Yeah, that’s good point. We do manage DaVinci closure to – a little closer to our exposures than we do at the holding company just for the reasons Kevin sited.

Greg Locraft – Morgan Stanley

Okay, great and then last topic is actually away from the core of property cat business. Kevin, could you talk a bit about I mean how – what are your ambitions in the Lloyd and Specialty segments? Obviously the growth there is significant, can you talk a bit about the historical profitability those businesses and where you see this thing going as perhaps another leg that still emerges?

Kevin O’Donnell

Sure. Let me start with Lloyd, Lloyd is a business in which we and entering Lloyd we made the decision to build versus buy. The cost of that decision is really an expense ratio that will take time for us to grow into. We had slower growth in top line and the way it has been in our original estimate and that’s really resulted market conditions that we are comfortable that’s consistent, we manage any of our underwriting businesses. I believe we built the right team there, we built the right infrastructure so as we look back in 10 years’ time I feel very comfortable about the investment we are making in Lloyd that will provide long -term profitability to the growth, to the group knowing that it starts going to little slower because the participant and –I think in Specialty we have a much longer track record. And if you look back over inception today for the Specialty line that we are in, we made an excess of a $ 1 billion profit by being in that business. So although it’s not as large as our cat business we do see it as core, we think it is a very efficient use of capital on a marginal basis to bring on to our portfolio and by expanding our footprint into the U.S. we have gained access to new lines of business. A lot of business that we have written in Specialty is really from core lines we have on the cat side and we have been very fortunate to have a good reception from those buyers, making room for us and some of their best programs. So it’s a kind of little different story for each one but I believe it will be long term contributors.

Greg Locraft – Morgan Stanley

Okay, great, thanks for the answers guys and congrats again on an excellent quarter and another great year, even as the macro is getting more difficult.

Operator

Your next question is from Michael Zaremski with Credit Suisse.

Michael Zaremski – Credit Suisse

Hey, thanks. I guess first on capital. Is there element – can you tell us how much money is at the holding company or if that’s an element you think that’s material?

Jeff Kelly

I believe that the end of the year we have about nearly $700 million in cash and securities of the holding company which is a little higher than normal. And that – I wouldn’t say that is a – that’s not proxy for what we view necessarily is excess capital but it does represent the kind of the raw material with which we can execute capital deployments among the various balance sheets of the company or through share repurchase. And then in addition to that we have a revolving credit facility of $250 million that we can draw if need be.

Michael Zaremski – Credit Suisse

Got it and to follow up to one of Greg’s questions on capital as well. So the $300 million redemption at DaVinci, is that a use of capital is how we should think about it?

Jeff Kelly

No, it is actually so we give an infusion of that to the holding company from the standpoint that it’s – it comes out of DaVinci and goes to the parent but given that we only own 26.5% of the vast majority of that is a dividend to the third party shareholders.

**EXCERPTED DATA**
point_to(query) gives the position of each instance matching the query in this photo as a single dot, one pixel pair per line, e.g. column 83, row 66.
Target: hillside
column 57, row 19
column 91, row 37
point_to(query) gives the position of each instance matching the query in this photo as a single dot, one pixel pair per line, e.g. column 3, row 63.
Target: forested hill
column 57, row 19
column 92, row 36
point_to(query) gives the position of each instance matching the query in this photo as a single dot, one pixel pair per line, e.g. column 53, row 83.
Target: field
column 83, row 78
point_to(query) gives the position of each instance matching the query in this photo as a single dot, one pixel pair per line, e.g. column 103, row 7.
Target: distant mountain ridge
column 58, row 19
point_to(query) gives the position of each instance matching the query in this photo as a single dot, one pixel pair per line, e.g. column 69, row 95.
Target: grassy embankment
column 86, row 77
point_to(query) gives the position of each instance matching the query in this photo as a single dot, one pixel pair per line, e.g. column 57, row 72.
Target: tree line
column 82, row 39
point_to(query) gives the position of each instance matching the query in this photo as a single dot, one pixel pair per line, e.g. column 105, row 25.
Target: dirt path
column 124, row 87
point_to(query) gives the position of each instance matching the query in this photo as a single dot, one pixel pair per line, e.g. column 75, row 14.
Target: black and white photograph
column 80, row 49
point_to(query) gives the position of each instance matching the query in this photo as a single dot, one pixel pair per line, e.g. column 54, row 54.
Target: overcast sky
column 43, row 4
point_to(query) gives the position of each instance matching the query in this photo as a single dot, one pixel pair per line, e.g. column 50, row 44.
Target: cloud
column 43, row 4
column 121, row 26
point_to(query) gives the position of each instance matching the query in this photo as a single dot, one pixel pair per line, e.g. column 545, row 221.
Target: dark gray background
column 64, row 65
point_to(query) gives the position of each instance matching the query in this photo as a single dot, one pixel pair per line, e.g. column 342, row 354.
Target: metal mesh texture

**TASKS TO COMPLETE**
a - Repeat a passage from the earnings call transcript, beginning at the words "Your next question" and stopping after "if need be.".
b - Answer these questions using the earnings call transcript:
(i) How much profit does the transcript say has been made in the Specialty line since inception?
(ii) How large is the revolving credit facility that can be drawn if needed?
(iii) What percentage of DaVinci is stated to be owned?

**SOLUTIONS BY TASK**
a -
Your next question is from Michael Zaremski with Credit Suisse.

Michael Zaremski – Credit Suisse

Hey, thanks. I guess first on capital. Is there element – can you tell us how much money is at the holding company or if that’s an element you think that’s material?

Jeff Kelly

I believe that the end of the year we have about nearly $700 million in cash and securities of the holding company which is a little higher than normal. And that – I wouldn’t say that is a – that’s not proxy for what we view necessarily is excess capital but it does represent the kind of the raw material with which we can execute capital deployments among the various balance sheets of the company or through share repurchase. And then in addition to that we have a revolving credit facility of $250 million that we can draw if need be.

b -
(i) In excess of $1 billion.
(ii) $250 million.
(iii) 26.5%.